- _To do_: Retype the records below word for word and omit any image.

===== Extracted records

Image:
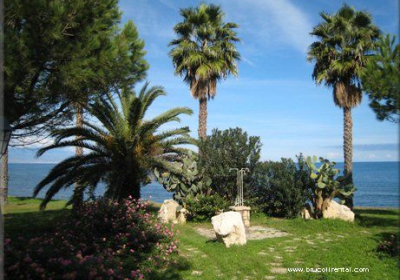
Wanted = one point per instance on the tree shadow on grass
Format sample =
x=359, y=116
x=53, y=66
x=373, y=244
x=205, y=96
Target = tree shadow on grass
x=377, y=211
x=377, y=218
x=32, y=223
x=173, y=271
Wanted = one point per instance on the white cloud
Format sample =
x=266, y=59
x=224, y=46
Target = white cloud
x=272, y=23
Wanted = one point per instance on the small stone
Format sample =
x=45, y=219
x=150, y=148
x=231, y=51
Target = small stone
x=167, y=212
x=229, y=228
x=196, y=272
x=337, y=211
x=275, y=264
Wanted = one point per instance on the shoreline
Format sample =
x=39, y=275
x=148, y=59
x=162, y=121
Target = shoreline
x=159, y=203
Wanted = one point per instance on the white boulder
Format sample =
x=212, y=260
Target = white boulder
x=337, y=211
x=167, y=212
x=229, y=228
x=305, y=214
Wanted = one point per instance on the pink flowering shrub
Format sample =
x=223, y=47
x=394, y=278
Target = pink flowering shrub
x=103, y=240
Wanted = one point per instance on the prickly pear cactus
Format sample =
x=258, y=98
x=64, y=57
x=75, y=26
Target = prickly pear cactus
x=327, y=185
x=189, y=180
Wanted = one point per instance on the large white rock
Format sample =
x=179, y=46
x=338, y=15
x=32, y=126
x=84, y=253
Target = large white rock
x=337, y=211
x=305, y=214
x=229, y=228
x=167, y=212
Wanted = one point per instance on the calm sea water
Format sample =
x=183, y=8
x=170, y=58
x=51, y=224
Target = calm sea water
x=377, y=183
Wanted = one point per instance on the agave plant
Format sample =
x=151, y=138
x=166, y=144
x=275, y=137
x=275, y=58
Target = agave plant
x=122, y=147
x=189, y=180
x=326, y=184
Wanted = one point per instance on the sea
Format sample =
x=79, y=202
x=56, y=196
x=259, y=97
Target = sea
x=377, y=183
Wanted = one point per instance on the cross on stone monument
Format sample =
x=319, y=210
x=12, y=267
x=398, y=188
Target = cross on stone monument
x=239, y=201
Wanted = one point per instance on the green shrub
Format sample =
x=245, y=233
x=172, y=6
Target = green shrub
x=281, y=187
x=203, y=207
x=230, y=148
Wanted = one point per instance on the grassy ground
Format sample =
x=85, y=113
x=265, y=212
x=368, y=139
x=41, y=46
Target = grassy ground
x=311, y=244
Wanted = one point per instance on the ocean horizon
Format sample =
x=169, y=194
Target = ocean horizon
x=377, y=183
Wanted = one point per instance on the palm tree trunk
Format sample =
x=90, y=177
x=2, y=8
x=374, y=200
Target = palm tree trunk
x=203, y=118
x=348, y=151
x=4, y=179
x=78, y=150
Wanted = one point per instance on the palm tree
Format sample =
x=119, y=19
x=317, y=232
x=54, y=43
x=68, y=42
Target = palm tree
x=203, y=53
x=345, y=41
x=123, y=148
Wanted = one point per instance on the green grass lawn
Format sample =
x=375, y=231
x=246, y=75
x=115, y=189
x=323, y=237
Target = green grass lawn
x=310, y=244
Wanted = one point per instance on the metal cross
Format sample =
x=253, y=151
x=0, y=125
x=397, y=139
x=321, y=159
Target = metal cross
x=239, y=201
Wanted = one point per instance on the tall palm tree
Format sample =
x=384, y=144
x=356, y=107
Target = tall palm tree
x=203, y=53
x=123, y=147
x=345, y=41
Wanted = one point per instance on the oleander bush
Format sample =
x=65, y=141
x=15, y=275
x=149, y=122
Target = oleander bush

==========

- _Response to the exercise_:
Image:
Wanted = one point per instance on the tree shadow on grass
Format sample =
x=359, y=116
x=53, y=66
x=373, y=244
x=205, y=96
Target = tree shadow on grass
x=377, y=211
x=377, y=218
x=32, y=223
x=173, y=271
Wanted = one point per instance on the white cloud
Format sample =
x=266, y=59
x=224, y=46
Target = white cloud
x=272, y=23
Wanted = one point per instance on the small stone
Format sample =
x=45, y=219
x=150, y=148
x=231, y=51
Target = small stone
x=167, y=212
x=229, y=228
x=196, y=272
x=337, y=211
x=275, y=264
Wanted = one point per instance on the shoreline
Format sample =
x=39, y=275
x=148, y=59
x=162, y=121
Target = shoreline
x=159, y=203
Wanted = one point per instance on the white boulder
Format sample =
x=212, y=260
Target = white boulder
x=337, y=211
x=167, y=212
x=229, y=228
x=305, y=214
Wanted = one point per instance on the pink flowering shrub
Format sample =
x=223, y=47
x=394, y=278
Target = pink flowering shrub
x=103, y=240
Wanted = one point per instance on the prickly pear cactus
Format sample =
x=258, y=98
x=64, y=57
x=75, y=26
Target = prickly pear cactus
x=327, y=185
x=189, y=180
Wanted = one point per instance on the large white rock
Format sample =
x=179, y=46
x=338, y=15
x=32, y=126
x=84, y=253
Target = large white rock
x=337, y=211
x=305, y=214
x=229, y=228
x=167, y=212
Wanted = one point per instance on the calm sea water
Format sample =
x=183, y=8
x=170, y=58
x=51, y=224
Target = calm sea water
x=377, y=183
Wanted = one point per instance on the agave plant
Format sample =
x=151, y=138
x=166, y=144
x=275, y=137
x=275, y=58
Target = agave plant
x=122, y=147
x=189, y=180
x=326, y=184
Wanted = one point per instance on the sea
Format sample =
x=79, y=202
x=56, y=196
x=259, y=97
Target = sea
x=377, y=183
Wanted = one point per instance on the cross on stone monument
Format sample =
x=319, y=210
x=12, y=267
x=398, y=188
Target = cross on stone monument
x=239, y=201
Wanted = one point per instance on the green shrub
Format sample =
x=245, y=233
x=172, y=6
Target = green shrub
x=281, y=187
x=203, y=207
x=230, y=148
Wanted = one point per instance on the grassy ground
Format sample =
x=85, y=113
x=265, y=212
x=368, y=139
x=41, y=46
Target = grassy ground
x=311, y=244
Wanted = one point per instance on the ocean horizon
Format sample =
x=169, y=194
Target = ocean horizon
x=377, y=183
Wanted = one point per instance on the palm tree trunk
Format sample =
x=90, y=177
x=2, y=8
x=374, y=200
Target = palm tree trunk
x=203, y=118
x=348, y=151
x=4, y=179
x=78, y=150
Wanted = one point per instance on the palm tree
Format sample =
x=119, y=19
x=317, y=232
x=54, y=43
x=68, y=42
Target = palm tree
x=203, y=53
x=345, y=41
x=123, y=148
Wanted = one point per instance on the green grass lawn
Format sample =
x=375, y=231
x=246, y=75
x=115, y=189
x=323, y=237
Target = green grass lawn
x=310, y=244
Wanted = one point per instance on the metal cross
Format sample =
x=253, y=151
x=0, y=125
x=397, y=139
x=321, y=159
Target = metal cross
x=239, y=201
Wanted = one point per instance on the tall palm tree
Format sample =
x=384, y=144
x=356, y=107
Target = tall palm tree
x=203, y=53
x=123, y=147
x=345, y=41
Wanted = one point per instance on the oleander bush
Format sample =
x=65, y=141
x=15, y=275
x=149, y=122
Target = oleander bush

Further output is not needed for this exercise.